In [1]:
# I am importing the dataset from the UC Irvine Machine Learning Repository
# See https://archive.ics.uci.edu/dataset/222/bank+marketing
# You need to run 'pip install ucimlrepo' at the command level to get package that includes the dataset

import pandas as pd
import numpy as np
from ucimlrepo import fetch_ucirepo 
from sklearn.linear_model import LogisticRegression

# fetch dataset 
bank_marketing = fetch_ucirepo(id=222) 
  
# data (as pandas dataframes) 
data_x = bank_marketing.data.features 
data_y = bank_marketing.data.targets

In [2]:
# this is just to convert the label y into a 0/1 variable
pd.set_option('future.no_silent_downcasting', True)
y = data_y['y'].replace({'no': 0, 'yes': 1}).astype('int')

In [3]:
# this creates one hot encoding of all dummy variables
data_encoded = pd.get_dummies(data_x, columns=['job', 'marital', 'education', 'default', 'housing', 'loan', 'month'])

In [4]:
print(data_encoded.columns)

Index(['age', 'balance', 'contact', 'day_of_week', 'duration', 'campaign',
       'pdays', 'previous', 'poutcome', 'job_admin.', 'job_blue-collar',
       'job_entrepreneur', 'job_housemaid', 'job_management', 'job_retired',
       'job_self-employed', 'job_services', 'job_student', 'job_technician',
       'job_unemployed', 'marital_divorced', 'marital_married',
       'marital_single', 'education_primary', 'education_secondary',
       'education_tertiary', 'default_no', 'default_yes', 'housing_no',
       'housing_yes', 'loan_no', 'loan_yes', 'month_apr', 'month_aug',
       'month_dec', 'month_feb', 'month_jan', 'month_jul', 'month_jun',
       'month_mar', 'month_may', 'month_nov', 'month_oct', 'month_sep'],
      dtype='object')


In [5]:
# This is a selection of the X variables used
X = data_encoded[['balance', 'default_yes', 'housing_yes', 'loan_yes']]

In [6]:
# Here, we fit the model
model = LogisticRegression(max_iter=4000)
model.fit(X, y.values.ravel())

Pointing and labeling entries
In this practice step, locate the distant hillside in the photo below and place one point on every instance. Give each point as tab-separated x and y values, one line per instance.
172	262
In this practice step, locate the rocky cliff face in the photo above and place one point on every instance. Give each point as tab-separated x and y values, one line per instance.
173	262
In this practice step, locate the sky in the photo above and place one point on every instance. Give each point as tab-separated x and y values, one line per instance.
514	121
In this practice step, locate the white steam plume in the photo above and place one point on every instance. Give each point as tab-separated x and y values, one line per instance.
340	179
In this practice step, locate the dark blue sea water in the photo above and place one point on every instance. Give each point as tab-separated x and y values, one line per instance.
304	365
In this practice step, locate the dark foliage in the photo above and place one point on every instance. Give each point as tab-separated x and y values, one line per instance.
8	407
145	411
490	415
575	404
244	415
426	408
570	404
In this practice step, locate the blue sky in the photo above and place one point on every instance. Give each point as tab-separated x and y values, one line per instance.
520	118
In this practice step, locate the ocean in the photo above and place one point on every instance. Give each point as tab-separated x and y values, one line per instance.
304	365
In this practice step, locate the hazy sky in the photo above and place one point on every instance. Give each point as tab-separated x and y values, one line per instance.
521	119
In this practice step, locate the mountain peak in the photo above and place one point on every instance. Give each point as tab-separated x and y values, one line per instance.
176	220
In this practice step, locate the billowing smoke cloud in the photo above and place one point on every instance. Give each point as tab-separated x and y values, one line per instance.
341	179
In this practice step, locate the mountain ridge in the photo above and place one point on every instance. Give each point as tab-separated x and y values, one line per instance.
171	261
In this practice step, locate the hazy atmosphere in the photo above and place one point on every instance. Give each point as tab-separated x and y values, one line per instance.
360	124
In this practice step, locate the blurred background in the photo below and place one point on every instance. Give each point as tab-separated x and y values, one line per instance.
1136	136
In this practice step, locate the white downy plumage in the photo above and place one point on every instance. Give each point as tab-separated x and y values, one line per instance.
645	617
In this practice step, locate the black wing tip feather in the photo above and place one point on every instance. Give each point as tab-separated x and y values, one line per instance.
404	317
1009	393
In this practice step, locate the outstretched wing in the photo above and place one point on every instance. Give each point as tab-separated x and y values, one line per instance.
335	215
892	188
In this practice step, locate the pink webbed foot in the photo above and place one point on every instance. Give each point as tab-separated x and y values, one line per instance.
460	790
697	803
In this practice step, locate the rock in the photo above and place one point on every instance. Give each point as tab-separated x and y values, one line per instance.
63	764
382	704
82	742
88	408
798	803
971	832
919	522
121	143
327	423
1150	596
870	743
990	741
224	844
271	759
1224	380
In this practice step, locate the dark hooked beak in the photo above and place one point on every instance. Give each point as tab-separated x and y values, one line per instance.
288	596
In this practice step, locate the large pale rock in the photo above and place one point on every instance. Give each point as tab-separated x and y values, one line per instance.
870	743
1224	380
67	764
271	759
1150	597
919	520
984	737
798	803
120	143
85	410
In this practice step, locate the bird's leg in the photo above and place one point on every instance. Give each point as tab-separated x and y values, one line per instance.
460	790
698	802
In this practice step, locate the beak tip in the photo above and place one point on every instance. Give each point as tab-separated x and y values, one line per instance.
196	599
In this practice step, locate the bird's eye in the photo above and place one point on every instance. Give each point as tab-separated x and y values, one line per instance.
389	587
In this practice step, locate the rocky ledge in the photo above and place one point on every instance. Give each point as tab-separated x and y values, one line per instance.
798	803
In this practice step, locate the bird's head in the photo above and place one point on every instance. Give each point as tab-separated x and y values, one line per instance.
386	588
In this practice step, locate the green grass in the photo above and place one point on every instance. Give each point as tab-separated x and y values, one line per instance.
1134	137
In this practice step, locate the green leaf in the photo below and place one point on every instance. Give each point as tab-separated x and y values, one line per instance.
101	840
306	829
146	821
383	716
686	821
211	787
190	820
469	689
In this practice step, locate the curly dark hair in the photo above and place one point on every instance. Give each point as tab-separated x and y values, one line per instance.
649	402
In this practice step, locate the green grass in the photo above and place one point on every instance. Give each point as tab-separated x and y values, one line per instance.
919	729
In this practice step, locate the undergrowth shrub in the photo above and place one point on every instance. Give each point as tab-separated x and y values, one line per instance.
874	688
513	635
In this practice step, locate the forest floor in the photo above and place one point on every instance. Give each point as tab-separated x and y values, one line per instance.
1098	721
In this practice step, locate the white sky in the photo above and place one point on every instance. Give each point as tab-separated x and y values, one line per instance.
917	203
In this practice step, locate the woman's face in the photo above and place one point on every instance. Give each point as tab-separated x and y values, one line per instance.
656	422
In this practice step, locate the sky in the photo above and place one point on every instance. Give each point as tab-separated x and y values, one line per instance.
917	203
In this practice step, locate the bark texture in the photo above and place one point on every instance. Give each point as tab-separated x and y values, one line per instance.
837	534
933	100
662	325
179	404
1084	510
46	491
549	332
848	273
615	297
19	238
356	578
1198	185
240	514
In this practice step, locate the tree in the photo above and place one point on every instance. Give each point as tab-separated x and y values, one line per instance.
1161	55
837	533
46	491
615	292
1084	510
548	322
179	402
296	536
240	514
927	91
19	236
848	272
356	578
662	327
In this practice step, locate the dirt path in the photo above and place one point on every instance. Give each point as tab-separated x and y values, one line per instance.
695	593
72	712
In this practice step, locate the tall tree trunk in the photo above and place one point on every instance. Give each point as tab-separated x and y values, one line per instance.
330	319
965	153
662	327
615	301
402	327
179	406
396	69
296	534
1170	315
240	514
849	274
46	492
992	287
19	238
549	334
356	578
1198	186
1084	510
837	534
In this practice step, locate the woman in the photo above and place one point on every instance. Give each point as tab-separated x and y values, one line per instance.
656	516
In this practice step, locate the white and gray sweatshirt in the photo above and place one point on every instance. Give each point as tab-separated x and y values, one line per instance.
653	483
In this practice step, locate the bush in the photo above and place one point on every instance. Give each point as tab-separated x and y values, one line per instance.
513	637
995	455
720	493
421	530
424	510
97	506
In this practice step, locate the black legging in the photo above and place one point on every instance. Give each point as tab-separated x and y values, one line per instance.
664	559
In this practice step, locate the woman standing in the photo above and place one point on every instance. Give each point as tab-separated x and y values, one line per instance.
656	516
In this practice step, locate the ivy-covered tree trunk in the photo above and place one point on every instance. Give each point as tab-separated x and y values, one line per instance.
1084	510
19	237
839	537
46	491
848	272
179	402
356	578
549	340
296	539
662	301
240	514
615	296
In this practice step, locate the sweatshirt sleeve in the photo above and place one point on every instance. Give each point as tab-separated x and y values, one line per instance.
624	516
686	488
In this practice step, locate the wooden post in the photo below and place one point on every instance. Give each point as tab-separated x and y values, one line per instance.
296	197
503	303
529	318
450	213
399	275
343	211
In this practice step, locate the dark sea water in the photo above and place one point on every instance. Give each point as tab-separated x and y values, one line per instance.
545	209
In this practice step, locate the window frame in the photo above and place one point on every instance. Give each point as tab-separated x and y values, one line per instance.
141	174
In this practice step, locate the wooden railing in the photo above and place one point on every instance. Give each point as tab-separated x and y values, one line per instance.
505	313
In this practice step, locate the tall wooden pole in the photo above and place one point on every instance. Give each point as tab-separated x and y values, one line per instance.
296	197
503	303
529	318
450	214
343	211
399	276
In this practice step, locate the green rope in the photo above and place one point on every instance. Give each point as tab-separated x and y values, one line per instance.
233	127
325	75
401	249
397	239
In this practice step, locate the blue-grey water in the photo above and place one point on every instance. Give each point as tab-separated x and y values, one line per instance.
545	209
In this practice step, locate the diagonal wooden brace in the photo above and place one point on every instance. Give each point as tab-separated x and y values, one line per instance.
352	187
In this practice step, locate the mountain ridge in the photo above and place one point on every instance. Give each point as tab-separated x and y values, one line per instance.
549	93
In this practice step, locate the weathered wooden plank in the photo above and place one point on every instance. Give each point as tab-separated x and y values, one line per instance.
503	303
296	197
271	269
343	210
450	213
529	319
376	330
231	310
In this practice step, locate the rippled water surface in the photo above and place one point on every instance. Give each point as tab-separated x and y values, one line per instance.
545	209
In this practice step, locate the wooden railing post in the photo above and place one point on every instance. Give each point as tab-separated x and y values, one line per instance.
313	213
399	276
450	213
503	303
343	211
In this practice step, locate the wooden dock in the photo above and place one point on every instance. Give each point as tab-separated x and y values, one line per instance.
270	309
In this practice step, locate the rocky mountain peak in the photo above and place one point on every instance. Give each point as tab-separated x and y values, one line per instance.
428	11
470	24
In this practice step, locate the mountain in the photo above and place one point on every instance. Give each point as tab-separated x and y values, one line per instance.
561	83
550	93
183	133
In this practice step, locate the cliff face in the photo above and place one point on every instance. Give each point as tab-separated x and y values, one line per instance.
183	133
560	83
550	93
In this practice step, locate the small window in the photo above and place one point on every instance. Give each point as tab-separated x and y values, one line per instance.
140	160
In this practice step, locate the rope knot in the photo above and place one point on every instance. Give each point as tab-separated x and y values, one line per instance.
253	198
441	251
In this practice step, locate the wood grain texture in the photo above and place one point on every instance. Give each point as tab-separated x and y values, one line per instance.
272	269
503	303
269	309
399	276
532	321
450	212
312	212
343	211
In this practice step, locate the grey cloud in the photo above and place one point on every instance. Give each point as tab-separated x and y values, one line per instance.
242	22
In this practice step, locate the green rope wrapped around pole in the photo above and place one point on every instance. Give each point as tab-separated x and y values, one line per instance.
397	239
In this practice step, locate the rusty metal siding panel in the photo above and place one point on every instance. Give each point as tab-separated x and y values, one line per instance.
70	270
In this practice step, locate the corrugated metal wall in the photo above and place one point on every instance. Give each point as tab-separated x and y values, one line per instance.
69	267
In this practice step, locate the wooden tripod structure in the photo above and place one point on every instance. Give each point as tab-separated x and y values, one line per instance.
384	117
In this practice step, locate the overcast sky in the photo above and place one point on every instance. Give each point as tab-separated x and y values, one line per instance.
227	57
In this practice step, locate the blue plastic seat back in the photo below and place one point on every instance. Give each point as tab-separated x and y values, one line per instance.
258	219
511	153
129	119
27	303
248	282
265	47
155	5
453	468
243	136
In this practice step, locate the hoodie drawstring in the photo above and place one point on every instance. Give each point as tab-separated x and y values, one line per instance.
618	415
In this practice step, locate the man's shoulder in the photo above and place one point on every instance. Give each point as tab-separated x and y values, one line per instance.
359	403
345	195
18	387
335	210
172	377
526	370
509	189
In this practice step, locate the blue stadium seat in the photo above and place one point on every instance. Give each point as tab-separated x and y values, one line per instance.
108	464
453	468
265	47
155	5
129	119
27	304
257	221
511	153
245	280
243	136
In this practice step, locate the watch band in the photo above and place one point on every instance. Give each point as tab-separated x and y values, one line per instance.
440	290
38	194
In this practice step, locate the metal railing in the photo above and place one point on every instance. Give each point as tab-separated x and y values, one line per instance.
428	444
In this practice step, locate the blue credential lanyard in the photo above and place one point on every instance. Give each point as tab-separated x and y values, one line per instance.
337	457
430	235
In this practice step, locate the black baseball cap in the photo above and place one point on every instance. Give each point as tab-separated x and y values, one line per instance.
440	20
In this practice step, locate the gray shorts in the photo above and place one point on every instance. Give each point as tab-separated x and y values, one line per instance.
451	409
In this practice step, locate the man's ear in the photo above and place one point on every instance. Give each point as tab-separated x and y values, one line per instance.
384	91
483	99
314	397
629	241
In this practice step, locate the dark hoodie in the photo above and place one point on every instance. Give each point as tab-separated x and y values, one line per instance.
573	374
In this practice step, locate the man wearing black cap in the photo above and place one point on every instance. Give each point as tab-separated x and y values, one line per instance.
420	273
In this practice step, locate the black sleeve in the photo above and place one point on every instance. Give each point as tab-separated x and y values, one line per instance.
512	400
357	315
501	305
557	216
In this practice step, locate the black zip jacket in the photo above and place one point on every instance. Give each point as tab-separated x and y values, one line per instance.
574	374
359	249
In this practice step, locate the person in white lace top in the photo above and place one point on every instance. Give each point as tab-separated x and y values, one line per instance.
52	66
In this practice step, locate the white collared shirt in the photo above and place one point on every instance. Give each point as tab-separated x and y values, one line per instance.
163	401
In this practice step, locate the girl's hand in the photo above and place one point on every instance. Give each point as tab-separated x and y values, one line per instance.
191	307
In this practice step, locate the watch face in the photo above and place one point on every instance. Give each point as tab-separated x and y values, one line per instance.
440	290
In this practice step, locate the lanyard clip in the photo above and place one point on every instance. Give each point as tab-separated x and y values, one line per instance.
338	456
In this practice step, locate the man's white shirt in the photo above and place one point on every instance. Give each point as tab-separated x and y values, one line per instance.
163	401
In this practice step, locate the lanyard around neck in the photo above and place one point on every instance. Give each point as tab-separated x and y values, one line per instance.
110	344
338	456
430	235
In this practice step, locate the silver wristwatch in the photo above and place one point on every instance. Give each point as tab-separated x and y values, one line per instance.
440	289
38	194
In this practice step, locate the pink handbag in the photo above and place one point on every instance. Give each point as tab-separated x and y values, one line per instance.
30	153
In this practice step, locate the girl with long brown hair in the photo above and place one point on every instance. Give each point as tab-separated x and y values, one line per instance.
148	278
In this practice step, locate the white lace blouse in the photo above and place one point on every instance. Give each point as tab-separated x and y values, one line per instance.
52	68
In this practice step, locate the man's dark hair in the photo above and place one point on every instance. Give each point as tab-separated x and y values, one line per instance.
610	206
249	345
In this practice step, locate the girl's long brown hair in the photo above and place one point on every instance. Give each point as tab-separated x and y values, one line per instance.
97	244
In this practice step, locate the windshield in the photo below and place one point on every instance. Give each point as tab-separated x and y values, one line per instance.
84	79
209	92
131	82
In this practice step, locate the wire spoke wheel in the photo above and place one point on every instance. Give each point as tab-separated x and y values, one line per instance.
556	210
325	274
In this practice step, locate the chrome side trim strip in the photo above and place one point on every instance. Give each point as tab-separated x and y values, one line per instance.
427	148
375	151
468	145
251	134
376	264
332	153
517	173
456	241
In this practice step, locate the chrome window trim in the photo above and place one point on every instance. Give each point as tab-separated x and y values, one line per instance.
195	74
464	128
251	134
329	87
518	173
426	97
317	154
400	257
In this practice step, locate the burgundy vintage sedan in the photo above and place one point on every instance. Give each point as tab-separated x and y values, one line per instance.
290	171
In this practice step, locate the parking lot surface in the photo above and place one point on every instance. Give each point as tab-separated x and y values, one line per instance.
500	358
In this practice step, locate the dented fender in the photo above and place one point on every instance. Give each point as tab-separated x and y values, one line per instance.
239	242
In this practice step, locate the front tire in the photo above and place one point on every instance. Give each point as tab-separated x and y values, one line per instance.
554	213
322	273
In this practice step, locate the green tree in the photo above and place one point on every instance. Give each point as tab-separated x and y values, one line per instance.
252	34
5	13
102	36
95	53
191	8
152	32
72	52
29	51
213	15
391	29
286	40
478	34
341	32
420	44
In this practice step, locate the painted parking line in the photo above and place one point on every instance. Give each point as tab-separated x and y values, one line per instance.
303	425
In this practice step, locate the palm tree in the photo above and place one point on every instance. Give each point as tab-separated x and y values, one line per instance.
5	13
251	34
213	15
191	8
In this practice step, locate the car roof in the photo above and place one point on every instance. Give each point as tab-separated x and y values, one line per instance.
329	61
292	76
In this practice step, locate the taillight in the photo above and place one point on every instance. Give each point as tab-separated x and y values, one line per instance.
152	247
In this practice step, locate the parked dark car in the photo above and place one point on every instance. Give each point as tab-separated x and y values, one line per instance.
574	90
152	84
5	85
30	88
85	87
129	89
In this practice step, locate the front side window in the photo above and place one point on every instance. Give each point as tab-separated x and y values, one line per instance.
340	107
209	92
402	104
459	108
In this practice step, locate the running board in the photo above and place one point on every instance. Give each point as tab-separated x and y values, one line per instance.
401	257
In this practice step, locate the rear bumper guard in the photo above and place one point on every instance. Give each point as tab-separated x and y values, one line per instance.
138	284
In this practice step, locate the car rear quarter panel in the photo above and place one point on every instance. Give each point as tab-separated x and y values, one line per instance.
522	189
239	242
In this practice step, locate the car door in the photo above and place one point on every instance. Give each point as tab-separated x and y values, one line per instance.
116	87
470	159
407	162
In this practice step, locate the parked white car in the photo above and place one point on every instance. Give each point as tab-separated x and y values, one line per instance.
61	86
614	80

Given exercise 1
Do these statements agree with the bank marketing notebook? (a) The dataset is fetched using the id 222. (b) The model is allowed at most 1000 iterations. (c) The selected X variables include age. Answer yes or no for each, quoting the deciding words.
Given exercise 2
Can you rewrite everything from "# fetch dataset" down to "pd.set_option('future.no_silent_downcasting', True)" in the bank marketing notebook, replacing "bank_marketing" with "bank_dataset"?
Given exercise 3
Could you carry on the bank marketing notebook from where it stops?

Expected output 1
(a) Yes: "bank_marketing = fetch_ucirepo(id=222)"
(b) No: "model = LogisticRegression(max_iter=4000)"
(c) No: "X = data_encoded[['balance', 'default_yes', 'housing_yes', 'loan_yes']]"

Expected output 2
# fetch dataset 
bank_dataset = fetch_ucirepo(id=222) 
  
# data (as pandas dataframes) 
data_x = bank_dataset.data.features 
data_y = bank_dataset.data.targets

In [2]:
# this is just to convert the label y into a 0/1 variable
pd.set_option('future.no_silent_downcasting', True)

Expected output 3
In [7]:
#This displays the model coefficients; scikit learn does not automatically give you p-values. The package statsmodels does.
coefficients = model.coef_[0]
intercept = model.intercept_[0]
coef_df = pd.DataFrame({
    'Feature': X.columns,
    'Coefficient': coefficients
})
coef_df = pd.concat([coef_df, pd.DataFrame({'Feature': 'Intercept', 'Coefficient': [intercept]})])
print(coef_df)

       Feature  Coefficient
0      balance     0.000027
1  default_yes    -0.514384
2  housing_yes    -0.851010
3     loan_yes    -0.629064
0    Intercept    -1.572991


In [9]:
# calculating the predicted probabilities
y_pred = model.predict_proba(X)[:,1]

In [10]:
# a comparison of predicted probabilities across true outcome categories
print(y_pred)
prob_true_actuals = y_pred[y == 1]
prob_false_actuals = y_pred[y == 0]

# Calculate the average predicted probability for true actuals (label = 1)
average_prob_true = np.mean(prob_true_actuals)

# Calculate the average predicted probability for false actuals (label = 0)
average_prob_false = np.mean(prob_false_actuals)

print(f"Average predicted probability for true actuals (label = 1): {average_prob_true:.4f}")
print(f"Average predicted probability for false actuals (label = 0): {average_prob_false:.4f}")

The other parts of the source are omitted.